### Short task
Your task is to extract every line from the material below exactly.
<<<<
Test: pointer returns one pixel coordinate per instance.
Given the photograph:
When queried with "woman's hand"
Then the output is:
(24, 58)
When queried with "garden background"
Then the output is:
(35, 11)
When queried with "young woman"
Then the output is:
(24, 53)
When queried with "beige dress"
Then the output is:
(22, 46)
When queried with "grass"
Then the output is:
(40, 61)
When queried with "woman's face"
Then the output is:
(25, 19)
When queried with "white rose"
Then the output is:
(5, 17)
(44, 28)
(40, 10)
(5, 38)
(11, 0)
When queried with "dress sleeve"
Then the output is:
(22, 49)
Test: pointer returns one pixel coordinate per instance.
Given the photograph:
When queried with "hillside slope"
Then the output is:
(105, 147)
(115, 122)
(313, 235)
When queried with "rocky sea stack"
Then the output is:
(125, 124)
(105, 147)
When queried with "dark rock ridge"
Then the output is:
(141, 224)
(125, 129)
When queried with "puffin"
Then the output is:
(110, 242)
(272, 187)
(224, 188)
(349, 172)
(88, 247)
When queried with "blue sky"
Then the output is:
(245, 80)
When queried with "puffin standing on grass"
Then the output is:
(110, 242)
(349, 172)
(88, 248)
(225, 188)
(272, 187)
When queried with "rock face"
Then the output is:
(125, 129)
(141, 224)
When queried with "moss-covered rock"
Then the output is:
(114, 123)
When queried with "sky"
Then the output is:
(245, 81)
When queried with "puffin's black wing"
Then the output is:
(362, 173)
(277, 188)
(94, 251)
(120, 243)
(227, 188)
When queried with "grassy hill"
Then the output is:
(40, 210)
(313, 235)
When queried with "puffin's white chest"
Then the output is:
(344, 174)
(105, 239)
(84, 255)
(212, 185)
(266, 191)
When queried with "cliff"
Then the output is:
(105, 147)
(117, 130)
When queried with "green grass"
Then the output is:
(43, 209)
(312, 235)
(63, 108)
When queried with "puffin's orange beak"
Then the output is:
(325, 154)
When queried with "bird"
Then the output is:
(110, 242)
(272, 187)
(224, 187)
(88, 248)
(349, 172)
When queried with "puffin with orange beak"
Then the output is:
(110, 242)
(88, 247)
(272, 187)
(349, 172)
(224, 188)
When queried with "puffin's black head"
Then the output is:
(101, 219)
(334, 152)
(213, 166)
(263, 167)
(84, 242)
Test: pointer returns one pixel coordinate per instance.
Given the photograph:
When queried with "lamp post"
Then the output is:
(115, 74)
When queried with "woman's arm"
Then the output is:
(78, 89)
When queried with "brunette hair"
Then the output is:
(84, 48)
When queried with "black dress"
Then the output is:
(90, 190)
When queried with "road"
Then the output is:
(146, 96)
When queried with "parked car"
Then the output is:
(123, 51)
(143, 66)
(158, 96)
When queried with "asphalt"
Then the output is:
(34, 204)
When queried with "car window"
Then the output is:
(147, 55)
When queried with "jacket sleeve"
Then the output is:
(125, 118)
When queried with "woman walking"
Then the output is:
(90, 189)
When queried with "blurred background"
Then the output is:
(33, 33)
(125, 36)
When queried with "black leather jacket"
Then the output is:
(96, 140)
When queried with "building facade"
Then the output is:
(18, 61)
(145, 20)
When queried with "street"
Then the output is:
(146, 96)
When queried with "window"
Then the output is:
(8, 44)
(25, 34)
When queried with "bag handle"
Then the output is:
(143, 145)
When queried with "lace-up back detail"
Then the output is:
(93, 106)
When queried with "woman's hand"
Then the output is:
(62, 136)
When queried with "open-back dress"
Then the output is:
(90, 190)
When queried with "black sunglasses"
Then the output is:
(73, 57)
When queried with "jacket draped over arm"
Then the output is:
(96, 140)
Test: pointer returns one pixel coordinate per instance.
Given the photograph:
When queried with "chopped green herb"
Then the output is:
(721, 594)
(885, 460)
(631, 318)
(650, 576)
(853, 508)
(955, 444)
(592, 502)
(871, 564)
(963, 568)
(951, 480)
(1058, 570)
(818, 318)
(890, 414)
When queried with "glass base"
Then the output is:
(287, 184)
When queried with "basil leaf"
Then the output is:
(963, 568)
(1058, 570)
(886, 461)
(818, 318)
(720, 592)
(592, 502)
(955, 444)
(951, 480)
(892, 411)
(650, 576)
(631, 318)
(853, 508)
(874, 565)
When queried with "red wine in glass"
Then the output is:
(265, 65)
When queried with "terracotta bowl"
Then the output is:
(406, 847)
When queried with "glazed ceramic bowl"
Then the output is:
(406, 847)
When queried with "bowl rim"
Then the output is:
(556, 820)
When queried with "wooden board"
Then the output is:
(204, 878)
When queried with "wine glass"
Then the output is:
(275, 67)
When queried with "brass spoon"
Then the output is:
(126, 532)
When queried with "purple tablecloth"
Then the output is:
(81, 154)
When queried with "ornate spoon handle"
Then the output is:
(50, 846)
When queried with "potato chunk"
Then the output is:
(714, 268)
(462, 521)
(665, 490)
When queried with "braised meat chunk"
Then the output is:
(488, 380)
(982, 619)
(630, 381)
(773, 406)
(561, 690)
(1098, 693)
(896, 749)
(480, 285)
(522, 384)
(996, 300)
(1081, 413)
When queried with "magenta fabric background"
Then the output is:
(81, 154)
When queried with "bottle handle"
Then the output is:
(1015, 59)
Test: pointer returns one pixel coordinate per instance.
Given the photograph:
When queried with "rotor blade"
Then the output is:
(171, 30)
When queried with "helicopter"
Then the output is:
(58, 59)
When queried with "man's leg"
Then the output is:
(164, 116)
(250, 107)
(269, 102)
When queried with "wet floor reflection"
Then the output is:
>>>>
### Answer to this exercise
Test: pointer returns one pixel coordinate per instance.
Given the photograph:
When queried with "woman's hand"
Then the output is:
(24, 58)
When queried with "garden background"
Then the output is:
(35, 11)
When queried with "young woman"
Then the output is:
(24, 53)
When queried with "beige dress"
Then the output is:
(22, 46)
When queried with "grass"
Then the output is:
(40, 61)
When queried with "woman's face"
Then the output is:
(25, 19)
When queried with "white rose"
Then the output is:
(5, 17)
(44, 28)
(40, 10)
(5, 38)
(11, 0)
When queried with "dress sleeve"
Then the output is:
(22, 49)
Test: pointer returns one pixel coordinate per instance.
Given the photograph:
When queried with "hillside slope"
Then the output is:
(105, 147)
(115, 122)
(313, 235)
When queried with "rocky sea stack"
Then the output is:
(125, 124)
(105, 147)
When queried with "dark rock ridge"
Then the output is:
(141, 224)
(125, 129)
When queried with "puffin"
Then the output is:
(110, 242)
(272, 187)
(224, 188)
(349, 172)
(88, 247)
When queried with "blue sky"
Then the output is:
(245, 80)
When queried with "puffin standing on grass"
Then the output is:
(110, 242)
(349, 172)
(88, 248)
(225, 188)
(272, 187)
When queried with "rock face"
Then the output is:
(125, 129)
(141, 224)
When queried with "moss-covered rock"
Then the output is:
(114, 123)
When queried with "sky"
Then the output is:
(245, 81)
When queried with "puffin's black wing"
Then the output is:
(362, 173)
(277, 188)
(94, 251)
(120, 243)
(227, 188)
When queried with "grassy hill"
Then the output is:
(40, 210)
(313, 235)
When queried with "puffin's white chest"
Then the output is:
(344, 174)
(105, 239)
(84, 255)
(212, 185)
(266, 191)
When queried with "cliff"
Then the output is:
(105, 147)
(117, 130)
When queried with "green grass"
Then the output is:
(43, 209)
(312, 235)
(63, 108)
When queried with "puffin's orange beak"
Then the output is:
(325, 154)
When queried with "bird"
Then the output is:
(110, 242)
(272, 187)
(224, 187)
(88, 248)
(349, 172)
When queried with "puffin with orange beak"
Then the output is:
(110, 242)
(88, 247)
(272, 187)
(349, 172)
(224, 188)
When queried with "puffin's black head"
Then the output is:
(101, 219)
(334, 152)
(213, 166)
(263, 167)
(84, 242)
Test: pointer returns one pixel coordinate per instance.
Given the photograph:
When queried with "lamp post"
Then the output is:
(115, 74)
When queried with "woman's arm"
Then the output is:
(78, 89)
When queried with "brunette hair"
Then the output is:
(84, 48)
When queried with "black dress"
Then the output is:
(90, 190)
When queried with "road"
Then the output is:
(146, 96)
When queried with "parked car"
Then the output is:
(123, 51)
(143, 66)
(158, 96)
When queried with "asphalt"
Then the output is:
(34, 204)
When queried with "car window"
Then the output is:
(147, 55)
When queried with "jacket sleeve"
Then the output is:
(125, 118)
When queried with "woman walking"
Then the output is:
(90, 189)
When queried with "blurred background"
Then the output is:
(33, 33)
(125, 36)
When queried with "black leather jacket"
Then the output is:
(96, 140)
When queried with "building facade"
Then the output is:
(18, 61)
(145, 20)
When queried with "street"
Then the output is:
(146, 96)
When queried with "window"
Then the output is:
(8, 44)
(25, 34)
When queried with "bag handle"
Then the output is:
(143, 145)
When queried with "lace-up back detail"
Then the output is:
(93, 106)
When queried with "woman's hand"
Then the output is:
(62, 136)
When queried with "open-back dress"
Then the output is:
(90, 190)
When queried with "black sunglasses"
Then the output is:
(73, 57)
When queried with "jacket draped over arm"
Then the output is:
(96, 140)
Test: pointer returns one pixel coordinate per instance.
Given the photograph:
When queried with "chopped green herb"
Then the output is:
(721, 594)
(885, 460)
(631, 318)
(650, 576)
(853, 508)
(955, 444)
(592, 502)
(871, 564)
(963, 568)
(951, 480)
(1058, 570)
(818, 318)
(890, 414)
When queried with "glass base"
Then the output is:
(287, 184)
When queried with "basil leaf"
Then the output is:
(963, 568)
(1058, 570)
(886, 461)
(818, 318)
(720, 592)
(592, 502)
(955, 444)
(951, 480)
(892, 411)
(650, 576)
(631, 318)
(853, 508)
(874, 565)
When queried with "red wine in glass"
Then the output is:
(265, 65)
When queried with "terracotta bowl"
Then the output is:
(406, 847)
When queried with "glazed ceramic bowl"
Then the output is:
(406, 847)
When queried with "bowl rim"
Then the output is:
(556, 820)
When queried with "wooden board"
Then the output is:
(204, 878)
When queried with "wine glass"
Then the output is:
(275, 67)
When queried with "brass spoon"
Then the output is:
(126, 532)
When queried with "purple tablecloth"
Then the output is:
(81, 154)
When queried with "ornate spoon handle"
Then the output is:
(50, 846)
When queried with "potato chunk"
Then the output is:
(714, 268)
(462, 521)
(665, 490)
When queried with "braised meat chunk"
Then the output is:
(488, 380)
(982, 619)
(630, 381)
(773, 406)
(561, 690)
(1098, 693)
(896, 749)
(480, 285)
(522, 384)
(996, 300)
(1081, 413)
When queried with "magenta fabric background"
Then the output is:
(81, 154)
When queried with "bottle handle"
Then the output is:
(1015, 59)
Test: pointer returns one pixel coordinate per instance.
Given the photograph:
When queried with "rotor blade"
Then the output is:
(171, 30)
When queried with "helicopter"
Then the output is:
(58, 59)
When queried with "man's leg"
Then the output is:
(164, 116)
(250, 107)
(269, 102)
When queried with "wet floor reflection"
Then the output is:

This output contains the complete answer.